→ EXERCISES:
**A.** In the blog post below, repeat the passage between "What the last" and "a bad smell.", inclusive.
**B.** According to the blog post below, which former tennis player said women should take a leaf out of men's books on end-of-match acknowledgements?
**C.** Condense the paragraph of the blog post below that begins "What the last 2 weeks" into one or two shorter sentences that keep its main facts.
-- PASSAGE start --
Sunday 26 January 2014

Female fake friendships

“People will often speak words, produce gestures and act on subconscious body language or expressions, only to subsequently display humour and denial to disguise the true intent.  It takes a foolish person to not know that they meant every ounce of what they did.”


Another one of my many interests belongs to the sport of tennis.  I’ve been a fan since being old enough to hold a racquet, so the last couple of weeks have had me glued to the Australian Open coverage.  Unlike other blogs, I have no inclination to get involved with the whole anti-feminist viewpoint.  I’ll leave all this to those who attain more passion on the subject.  But just to add my two pennies in relevance to tennis, why should women be paid as much as men to do 3/5s of the work?  If there was a female and male director of a corporate company carrying out the same level of responsibilities on salary parity, yet the man only decided to attend 3 days of the week, I wonder how the woman would react…

What the last 2 weeks has reinforced in my mind is the already acknowledged difference in how, in general terms, the male opponents act with one another at the post match net handshake in comparison to how the good ladies proceed.  When one of the great former players of the game in Martina Navratilova holds no hesitation to state that women should take a leaf out of men’s books when considering the end of match acknowledgements, you know there is an issue hanging around like a bad smell.
-- PASSAGE end --
-- EXTRACTED MATERIAL start --
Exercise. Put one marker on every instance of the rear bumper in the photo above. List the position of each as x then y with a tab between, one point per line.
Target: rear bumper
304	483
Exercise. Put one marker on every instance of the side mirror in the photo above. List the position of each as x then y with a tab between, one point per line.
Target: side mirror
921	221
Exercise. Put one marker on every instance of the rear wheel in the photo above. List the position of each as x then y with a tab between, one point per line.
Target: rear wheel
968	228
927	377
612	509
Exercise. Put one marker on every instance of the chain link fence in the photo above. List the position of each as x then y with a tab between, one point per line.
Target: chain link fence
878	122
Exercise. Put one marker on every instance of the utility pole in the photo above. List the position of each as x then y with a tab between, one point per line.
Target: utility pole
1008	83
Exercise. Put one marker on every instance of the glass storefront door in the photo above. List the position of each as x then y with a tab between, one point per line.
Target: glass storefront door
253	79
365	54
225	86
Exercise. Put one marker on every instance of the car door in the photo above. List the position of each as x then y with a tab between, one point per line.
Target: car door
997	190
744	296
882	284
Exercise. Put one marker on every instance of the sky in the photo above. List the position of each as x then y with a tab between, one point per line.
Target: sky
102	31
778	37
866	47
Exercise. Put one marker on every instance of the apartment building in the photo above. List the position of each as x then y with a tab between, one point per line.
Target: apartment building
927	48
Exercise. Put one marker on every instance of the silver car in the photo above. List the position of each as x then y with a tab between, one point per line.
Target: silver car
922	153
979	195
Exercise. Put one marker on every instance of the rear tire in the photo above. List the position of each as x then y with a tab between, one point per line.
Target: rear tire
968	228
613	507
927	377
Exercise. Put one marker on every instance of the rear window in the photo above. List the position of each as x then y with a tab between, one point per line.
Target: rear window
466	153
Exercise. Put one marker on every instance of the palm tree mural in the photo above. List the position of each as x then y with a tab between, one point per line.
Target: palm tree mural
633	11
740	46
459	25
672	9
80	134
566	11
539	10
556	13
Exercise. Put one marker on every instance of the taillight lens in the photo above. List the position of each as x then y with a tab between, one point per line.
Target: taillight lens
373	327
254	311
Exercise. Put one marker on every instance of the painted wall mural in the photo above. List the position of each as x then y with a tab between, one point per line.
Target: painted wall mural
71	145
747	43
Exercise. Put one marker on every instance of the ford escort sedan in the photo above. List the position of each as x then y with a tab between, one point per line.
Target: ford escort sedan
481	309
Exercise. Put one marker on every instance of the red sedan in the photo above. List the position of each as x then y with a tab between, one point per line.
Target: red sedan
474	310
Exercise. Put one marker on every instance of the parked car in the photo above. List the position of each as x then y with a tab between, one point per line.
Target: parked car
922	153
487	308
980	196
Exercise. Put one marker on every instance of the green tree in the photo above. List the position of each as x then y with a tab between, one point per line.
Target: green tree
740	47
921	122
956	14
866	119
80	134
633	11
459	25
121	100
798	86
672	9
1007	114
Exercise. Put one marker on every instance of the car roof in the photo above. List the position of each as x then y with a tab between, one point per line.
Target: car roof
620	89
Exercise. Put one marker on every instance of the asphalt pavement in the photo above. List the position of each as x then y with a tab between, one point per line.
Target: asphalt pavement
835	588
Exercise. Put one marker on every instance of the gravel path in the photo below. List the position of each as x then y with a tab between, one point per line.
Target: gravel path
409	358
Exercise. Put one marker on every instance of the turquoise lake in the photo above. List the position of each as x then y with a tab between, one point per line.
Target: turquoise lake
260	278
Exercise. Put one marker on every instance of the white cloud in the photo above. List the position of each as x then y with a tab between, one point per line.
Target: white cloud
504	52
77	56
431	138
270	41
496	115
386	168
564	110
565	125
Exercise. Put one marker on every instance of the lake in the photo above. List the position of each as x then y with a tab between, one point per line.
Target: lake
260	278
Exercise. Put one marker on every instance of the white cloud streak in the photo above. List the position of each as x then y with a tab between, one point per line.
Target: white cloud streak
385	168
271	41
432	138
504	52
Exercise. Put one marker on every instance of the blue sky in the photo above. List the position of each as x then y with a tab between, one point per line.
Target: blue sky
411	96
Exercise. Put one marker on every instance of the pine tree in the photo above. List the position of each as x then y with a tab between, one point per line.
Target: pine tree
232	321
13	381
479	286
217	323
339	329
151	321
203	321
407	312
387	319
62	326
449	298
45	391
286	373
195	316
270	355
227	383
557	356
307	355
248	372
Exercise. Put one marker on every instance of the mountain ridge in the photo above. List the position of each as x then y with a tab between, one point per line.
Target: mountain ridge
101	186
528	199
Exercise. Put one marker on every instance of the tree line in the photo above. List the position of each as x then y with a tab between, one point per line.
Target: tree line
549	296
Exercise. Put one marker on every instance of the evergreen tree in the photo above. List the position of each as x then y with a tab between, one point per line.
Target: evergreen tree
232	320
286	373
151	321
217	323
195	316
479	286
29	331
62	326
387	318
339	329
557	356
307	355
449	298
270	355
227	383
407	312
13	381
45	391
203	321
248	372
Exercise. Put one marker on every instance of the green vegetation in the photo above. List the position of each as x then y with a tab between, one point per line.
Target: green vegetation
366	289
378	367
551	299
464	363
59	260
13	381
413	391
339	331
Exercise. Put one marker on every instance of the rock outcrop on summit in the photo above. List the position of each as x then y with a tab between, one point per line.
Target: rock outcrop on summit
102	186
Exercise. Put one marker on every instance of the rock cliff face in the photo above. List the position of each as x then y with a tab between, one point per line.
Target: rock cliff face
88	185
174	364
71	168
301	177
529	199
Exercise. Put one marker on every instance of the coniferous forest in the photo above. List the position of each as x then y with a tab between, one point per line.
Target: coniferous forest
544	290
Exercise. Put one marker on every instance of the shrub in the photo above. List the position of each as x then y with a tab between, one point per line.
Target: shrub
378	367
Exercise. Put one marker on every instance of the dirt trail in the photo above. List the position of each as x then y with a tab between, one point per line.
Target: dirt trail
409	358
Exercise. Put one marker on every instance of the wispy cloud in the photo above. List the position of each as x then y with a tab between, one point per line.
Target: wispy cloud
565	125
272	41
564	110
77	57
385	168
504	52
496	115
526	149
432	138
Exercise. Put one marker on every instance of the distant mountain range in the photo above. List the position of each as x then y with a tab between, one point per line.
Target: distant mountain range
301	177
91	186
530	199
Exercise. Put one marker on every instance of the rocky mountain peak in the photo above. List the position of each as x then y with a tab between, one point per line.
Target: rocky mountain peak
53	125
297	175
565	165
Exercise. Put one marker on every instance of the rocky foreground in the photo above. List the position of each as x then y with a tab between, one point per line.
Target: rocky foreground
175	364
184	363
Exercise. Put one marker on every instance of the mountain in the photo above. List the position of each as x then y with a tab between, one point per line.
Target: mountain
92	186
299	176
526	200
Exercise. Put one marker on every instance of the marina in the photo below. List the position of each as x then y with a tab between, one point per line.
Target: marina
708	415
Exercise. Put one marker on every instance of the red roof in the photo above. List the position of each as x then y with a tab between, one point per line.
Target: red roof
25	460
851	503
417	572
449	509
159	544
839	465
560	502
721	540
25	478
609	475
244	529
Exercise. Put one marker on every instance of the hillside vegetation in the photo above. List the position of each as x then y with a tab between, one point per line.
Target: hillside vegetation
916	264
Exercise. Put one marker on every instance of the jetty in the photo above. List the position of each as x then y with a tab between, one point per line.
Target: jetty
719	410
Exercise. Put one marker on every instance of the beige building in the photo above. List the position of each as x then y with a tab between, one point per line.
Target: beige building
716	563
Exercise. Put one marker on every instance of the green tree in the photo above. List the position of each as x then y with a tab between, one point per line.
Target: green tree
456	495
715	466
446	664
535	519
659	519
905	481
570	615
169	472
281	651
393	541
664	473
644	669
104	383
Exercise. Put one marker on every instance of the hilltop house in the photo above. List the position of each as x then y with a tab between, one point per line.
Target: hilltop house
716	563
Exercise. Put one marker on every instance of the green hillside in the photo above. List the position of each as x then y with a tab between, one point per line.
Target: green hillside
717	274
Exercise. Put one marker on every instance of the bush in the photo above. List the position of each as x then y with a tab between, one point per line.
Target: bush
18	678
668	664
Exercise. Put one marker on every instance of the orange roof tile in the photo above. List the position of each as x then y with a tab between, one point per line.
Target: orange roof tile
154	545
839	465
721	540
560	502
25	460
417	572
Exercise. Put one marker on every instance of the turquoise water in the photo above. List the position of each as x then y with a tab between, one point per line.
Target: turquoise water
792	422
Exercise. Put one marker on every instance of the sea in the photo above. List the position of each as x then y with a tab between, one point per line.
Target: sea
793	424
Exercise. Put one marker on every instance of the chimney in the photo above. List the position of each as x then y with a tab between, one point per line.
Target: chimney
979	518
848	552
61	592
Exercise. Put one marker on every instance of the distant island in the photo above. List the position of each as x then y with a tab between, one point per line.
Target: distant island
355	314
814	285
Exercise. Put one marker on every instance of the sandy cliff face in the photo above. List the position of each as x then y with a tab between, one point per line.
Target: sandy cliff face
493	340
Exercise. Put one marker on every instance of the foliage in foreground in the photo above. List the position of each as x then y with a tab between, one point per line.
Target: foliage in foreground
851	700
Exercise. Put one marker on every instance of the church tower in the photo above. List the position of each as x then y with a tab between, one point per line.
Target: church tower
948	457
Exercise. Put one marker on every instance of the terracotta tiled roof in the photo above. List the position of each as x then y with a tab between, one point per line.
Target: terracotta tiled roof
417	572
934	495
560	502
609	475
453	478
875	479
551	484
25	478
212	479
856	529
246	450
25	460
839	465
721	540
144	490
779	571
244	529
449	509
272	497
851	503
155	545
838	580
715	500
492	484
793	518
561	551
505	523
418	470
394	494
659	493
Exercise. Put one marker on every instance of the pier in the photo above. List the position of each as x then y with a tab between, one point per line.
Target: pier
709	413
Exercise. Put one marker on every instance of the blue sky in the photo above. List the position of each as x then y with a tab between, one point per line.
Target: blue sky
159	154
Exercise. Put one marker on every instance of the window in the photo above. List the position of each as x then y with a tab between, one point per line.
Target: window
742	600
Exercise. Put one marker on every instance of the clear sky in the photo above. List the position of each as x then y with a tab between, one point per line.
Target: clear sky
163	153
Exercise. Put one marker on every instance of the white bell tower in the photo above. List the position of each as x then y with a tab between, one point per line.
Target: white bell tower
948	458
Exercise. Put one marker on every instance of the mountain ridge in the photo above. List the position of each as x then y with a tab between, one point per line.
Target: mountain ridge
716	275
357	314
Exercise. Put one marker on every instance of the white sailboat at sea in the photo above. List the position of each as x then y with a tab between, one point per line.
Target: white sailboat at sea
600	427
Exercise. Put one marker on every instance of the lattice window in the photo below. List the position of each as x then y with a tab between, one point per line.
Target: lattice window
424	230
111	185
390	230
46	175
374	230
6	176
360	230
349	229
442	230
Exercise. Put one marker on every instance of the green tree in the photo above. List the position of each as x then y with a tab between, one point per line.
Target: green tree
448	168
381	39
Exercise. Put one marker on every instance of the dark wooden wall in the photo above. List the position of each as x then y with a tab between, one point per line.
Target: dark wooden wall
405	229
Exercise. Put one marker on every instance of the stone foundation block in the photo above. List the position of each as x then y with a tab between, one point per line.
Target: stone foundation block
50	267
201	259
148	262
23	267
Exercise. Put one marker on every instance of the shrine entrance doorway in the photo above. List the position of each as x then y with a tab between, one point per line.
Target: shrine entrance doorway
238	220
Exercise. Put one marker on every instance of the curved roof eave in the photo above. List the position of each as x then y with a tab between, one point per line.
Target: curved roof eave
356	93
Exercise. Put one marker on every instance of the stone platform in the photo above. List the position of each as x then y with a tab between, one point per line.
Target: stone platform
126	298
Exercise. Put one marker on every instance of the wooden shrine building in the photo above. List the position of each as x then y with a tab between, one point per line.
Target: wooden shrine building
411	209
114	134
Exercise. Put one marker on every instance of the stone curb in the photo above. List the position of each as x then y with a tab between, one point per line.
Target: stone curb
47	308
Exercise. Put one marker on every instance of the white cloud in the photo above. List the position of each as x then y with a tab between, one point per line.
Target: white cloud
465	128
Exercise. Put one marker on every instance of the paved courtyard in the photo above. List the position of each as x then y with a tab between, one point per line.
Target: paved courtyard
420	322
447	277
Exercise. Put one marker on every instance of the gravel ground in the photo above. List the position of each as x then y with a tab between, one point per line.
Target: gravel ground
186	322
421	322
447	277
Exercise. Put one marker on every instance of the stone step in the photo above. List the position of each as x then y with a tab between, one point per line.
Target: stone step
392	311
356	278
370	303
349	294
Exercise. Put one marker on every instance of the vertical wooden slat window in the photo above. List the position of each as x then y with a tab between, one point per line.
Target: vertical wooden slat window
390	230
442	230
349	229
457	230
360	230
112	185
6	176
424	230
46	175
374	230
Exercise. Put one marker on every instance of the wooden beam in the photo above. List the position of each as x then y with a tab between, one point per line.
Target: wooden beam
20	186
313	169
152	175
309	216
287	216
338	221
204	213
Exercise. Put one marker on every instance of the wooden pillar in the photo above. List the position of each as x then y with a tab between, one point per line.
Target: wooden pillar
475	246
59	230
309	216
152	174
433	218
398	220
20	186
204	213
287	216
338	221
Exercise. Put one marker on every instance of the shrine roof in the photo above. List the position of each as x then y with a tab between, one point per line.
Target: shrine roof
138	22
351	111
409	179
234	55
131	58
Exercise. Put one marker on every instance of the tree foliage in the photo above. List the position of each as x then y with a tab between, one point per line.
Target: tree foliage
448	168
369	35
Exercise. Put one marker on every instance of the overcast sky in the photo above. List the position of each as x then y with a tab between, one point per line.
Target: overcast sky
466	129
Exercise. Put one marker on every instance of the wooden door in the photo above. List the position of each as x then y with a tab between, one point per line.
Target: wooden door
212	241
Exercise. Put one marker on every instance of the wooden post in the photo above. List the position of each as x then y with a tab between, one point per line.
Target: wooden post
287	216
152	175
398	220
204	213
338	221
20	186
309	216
-- EXTRACTED MATERIAL end --
→ WRITTEN RESPONSES:
**A.**
What the last 2 weeks has reinforced in my mind is the already acknowledged difference in how, in general terms, the male opponents act with one another at the post match net handshake in comparison to how the good ladies proceed.  When one of the great former players of the game in Martina Navratilova holds no hesitation to state that women should take a leaf out of men’s books when considering the end of match acknowledgements, you know there is an issue hanging around like a bad smell.

**B.** Martina Navratilova

**C.** The past two weeks confirmed for the writer that male players generally behave differently from female players at the post-match net handshake. Former great Martina Navratilova has said women should take a leaf out of men's books on end-of-match acknowledgements, which shows a lingering issue.